• Document passage:
* * * * * * *
Dinosaurs

Interplanner

Well-known member
Why?

A plain reading of scripture declares it to be so.
Are you willing to admit you trust men rather than God?


If you mean a plain reading arrives at a 6000 year old earth, then here's a little news. The conservative evangelist F. Schaeffer, who taught at Westminster in Philadelphia back in the 40s, demonstrates how many times there are skips in the genealogies of the Bible. Given that and the preponderance of evidence with an ice age ending 9000 years back (connected with a worldwide deluge in most cultures), the segment from Adam to Noah would then take us back to under 15,000 back. This is the near end of where most anthropologists put the arrival of homo sapiens.
* * * * * * *
• Excerpted records:
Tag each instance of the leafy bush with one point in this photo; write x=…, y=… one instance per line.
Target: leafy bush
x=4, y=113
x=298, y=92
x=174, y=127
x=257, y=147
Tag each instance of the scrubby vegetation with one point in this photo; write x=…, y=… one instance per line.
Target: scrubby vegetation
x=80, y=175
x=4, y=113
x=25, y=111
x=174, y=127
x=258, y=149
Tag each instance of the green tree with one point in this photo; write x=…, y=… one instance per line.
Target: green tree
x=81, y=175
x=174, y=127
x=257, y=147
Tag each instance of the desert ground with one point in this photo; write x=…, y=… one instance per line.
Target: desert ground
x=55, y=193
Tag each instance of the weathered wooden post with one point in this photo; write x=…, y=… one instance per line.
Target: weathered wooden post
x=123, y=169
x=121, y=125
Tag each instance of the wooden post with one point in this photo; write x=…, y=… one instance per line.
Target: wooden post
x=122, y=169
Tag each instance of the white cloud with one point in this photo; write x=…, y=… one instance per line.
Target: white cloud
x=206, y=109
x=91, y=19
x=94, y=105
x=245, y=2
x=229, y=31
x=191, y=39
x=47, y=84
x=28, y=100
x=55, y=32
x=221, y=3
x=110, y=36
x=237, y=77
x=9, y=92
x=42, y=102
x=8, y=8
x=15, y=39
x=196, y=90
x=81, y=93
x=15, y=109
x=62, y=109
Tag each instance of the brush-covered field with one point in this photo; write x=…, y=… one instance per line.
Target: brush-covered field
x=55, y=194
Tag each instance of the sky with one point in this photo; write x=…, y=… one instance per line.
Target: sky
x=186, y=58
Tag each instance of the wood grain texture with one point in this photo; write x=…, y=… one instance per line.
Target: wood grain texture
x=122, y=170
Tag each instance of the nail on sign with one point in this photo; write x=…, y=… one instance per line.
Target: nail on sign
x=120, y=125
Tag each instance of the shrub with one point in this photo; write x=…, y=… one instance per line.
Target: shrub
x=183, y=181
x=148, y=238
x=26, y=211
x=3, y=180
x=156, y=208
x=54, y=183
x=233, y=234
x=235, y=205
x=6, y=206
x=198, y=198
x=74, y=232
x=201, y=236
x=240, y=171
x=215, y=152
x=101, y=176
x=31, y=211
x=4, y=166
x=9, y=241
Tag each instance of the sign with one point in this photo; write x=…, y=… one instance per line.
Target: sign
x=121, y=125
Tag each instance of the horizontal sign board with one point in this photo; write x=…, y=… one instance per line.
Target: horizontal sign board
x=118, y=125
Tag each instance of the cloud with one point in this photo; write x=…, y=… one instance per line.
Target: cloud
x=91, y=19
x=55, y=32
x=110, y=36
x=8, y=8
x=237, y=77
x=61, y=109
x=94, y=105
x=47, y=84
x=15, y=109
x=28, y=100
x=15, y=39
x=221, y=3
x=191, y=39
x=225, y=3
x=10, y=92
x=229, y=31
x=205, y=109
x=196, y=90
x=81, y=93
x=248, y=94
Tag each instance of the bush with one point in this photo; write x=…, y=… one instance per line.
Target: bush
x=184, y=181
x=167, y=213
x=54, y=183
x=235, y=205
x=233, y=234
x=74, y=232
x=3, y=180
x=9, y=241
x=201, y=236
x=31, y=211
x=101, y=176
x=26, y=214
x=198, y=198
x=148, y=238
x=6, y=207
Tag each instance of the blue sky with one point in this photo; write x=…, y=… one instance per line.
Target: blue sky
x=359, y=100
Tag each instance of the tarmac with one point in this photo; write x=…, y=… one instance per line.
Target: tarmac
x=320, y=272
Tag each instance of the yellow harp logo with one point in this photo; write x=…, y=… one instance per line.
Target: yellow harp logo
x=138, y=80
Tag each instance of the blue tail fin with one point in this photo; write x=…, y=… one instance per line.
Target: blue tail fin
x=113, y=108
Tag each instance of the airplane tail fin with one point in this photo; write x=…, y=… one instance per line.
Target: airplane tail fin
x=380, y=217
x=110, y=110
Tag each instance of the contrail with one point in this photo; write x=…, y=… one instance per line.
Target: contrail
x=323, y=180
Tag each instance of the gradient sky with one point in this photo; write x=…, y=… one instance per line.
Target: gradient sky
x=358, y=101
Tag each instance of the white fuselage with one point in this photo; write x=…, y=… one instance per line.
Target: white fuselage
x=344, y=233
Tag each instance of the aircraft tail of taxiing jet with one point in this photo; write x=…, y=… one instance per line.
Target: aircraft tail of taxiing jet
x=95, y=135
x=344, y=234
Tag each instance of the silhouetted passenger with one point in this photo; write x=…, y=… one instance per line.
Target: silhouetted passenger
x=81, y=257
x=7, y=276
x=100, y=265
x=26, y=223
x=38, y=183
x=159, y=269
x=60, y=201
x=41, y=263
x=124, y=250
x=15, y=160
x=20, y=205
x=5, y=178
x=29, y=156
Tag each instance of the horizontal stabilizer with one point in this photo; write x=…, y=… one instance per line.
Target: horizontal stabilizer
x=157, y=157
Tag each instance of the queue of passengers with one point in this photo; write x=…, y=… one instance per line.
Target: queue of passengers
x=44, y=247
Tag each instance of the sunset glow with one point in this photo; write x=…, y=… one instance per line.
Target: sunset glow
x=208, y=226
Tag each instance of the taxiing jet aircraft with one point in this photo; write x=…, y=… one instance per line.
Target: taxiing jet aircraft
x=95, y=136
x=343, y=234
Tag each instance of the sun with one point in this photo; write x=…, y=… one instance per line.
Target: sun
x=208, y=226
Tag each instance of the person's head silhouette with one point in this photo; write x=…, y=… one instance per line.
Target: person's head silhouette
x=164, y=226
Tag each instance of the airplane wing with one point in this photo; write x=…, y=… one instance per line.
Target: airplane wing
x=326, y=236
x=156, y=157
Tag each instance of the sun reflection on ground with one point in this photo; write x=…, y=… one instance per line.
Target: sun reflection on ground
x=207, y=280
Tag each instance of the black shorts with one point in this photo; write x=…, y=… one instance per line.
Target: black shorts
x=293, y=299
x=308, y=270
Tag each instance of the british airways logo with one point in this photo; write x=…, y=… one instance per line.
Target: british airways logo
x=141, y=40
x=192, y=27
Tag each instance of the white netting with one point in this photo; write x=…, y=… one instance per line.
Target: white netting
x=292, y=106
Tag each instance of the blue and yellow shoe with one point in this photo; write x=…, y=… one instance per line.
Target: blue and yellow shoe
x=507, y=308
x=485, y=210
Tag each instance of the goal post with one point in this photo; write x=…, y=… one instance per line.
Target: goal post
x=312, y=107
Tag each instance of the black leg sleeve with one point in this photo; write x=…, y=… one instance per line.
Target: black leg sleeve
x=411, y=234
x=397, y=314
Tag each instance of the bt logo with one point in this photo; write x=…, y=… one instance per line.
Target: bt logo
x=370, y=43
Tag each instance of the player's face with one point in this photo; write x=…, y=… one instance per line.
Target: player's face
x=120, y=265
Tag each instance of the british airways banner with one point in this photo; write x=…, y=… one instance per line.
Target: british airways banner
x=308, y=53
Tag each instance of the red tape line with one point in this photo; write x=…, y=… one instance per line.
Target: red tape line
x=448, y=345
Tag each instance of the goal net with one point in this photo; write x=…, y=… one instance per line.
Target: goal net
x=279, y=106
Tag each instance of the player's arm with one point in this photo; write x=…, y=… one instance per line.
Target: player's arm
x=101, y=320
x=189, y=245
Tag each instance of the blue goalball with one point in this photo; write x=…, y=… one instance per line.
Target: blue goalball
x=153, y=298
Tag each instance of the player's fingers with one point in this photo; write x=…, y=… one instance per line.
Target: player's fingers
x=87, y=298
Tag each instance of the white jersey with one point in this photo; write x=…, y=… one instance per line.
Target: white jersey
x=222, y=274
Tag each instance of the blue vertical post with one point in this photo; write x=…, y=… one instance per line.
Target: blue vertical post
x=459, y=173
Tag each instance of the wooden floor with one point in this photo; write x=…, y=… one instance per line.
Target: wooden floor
* * * * * * *
• Exercise 1: According to the forum thread on dinosaurs, how many years ago did the ice age end?
• Exercise 2: Transcribe the forum thread on dinosaurs, everything from "A plain reading of" down to "of homo sapiens.".
• Exercise 3: Write the next part of the forum thread on dinosaurs, picking up after its last sentence.
The listing is not needed for any of these tasks.

• Exercise response 1: About 9000 years ago.

• Exercise response 2:
A plain reading of scripture declares it to be so.
Are you willing to admit you trust men rather than God?


If you mean a plain reading arrives at a 6000 year old earth, then here's a little news. The conservative evangelist F. Schaeffer, who taught at Westminster in Philadelphia back in the 40s, demonstrates how many times there are skips in the genealogies of the Bible. Given that and the preponderance of evidence with an ice age ending 9000 years back (connected with a worldwide deluge in most cultures), the segment from Adam to Noah would then take us back to under 15,000 back. This is the near end of where most anthropologists put the arrival of homo sapiens.

• Exercise response 3:
1Mind1Spirit

Literal lunatic
If you mean a plain reading arrives at a 6000 year old earth, then here's a little news. The conservative evangelist F. Schaeffer, who taught at Westminster in Philadelphia back in the 40s, demonstrates how many times there are skips in the genealogies of the Bible. Given that and the preponderance of evidence with an ice age ending 9000 years back (connected with a worldwide deluge in most cultures), the segment from Adam to Noah would then take us back to under 15,000 back. This is the near end of where most anthropologists put the arrival of homo sapiens.



There is no gap in genealogies.

:blabla::blabla::blabla:
 

Interplanner

Well-known member
Sorry, but as I recall he demonstrated it from skips in Luke and Matthew that omitted certain figures, yet ended at the same time. Also, the extensions were built on the phrase 'in his generation' or 'and their generations'.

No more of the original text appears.